GIVEN INSTRUCTION: Copy out every row below word for word, omitting the pictures.

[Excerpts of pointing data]

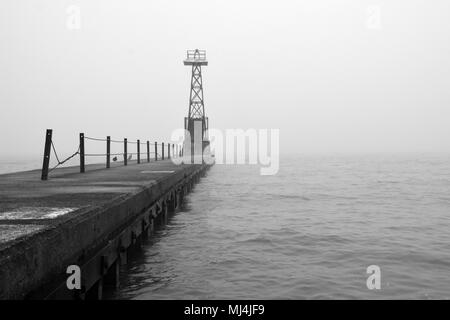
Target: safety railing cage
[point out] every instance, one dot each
(196, 55)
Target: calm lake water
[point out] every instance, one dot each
(308, 232)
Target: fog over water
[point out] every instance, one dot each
(308, 232)
(333, 76)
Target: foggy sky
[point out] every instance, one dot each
(313, 69)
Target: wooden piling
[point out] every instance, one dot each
(125, 155)
(139, 151)
(108, 152)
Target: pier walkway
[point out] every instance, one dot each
(89, 219)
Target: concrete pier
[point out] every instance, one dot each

EXERCISE RESPONSE:
Target: safety railing cage
[point out] every instance, one dot each
(196, 55)
Target: calm lake water
[point out] every instance, one dot each
(308, 232)
Target: fog over water
[point out] every instance, one dot each
(308, 232)
(333, 76)
Target: foggy sky
[point out] every instance, one dot each
(313, 69)
Target: wooden piling
[point out] every instance, one dot each
(125, 155)
(139, 151)
(108, 152)
Target: pier walkway
[point out] every instance, one dot each
(89, 219)
Target: concrete pier
[point out] every instance, one dot each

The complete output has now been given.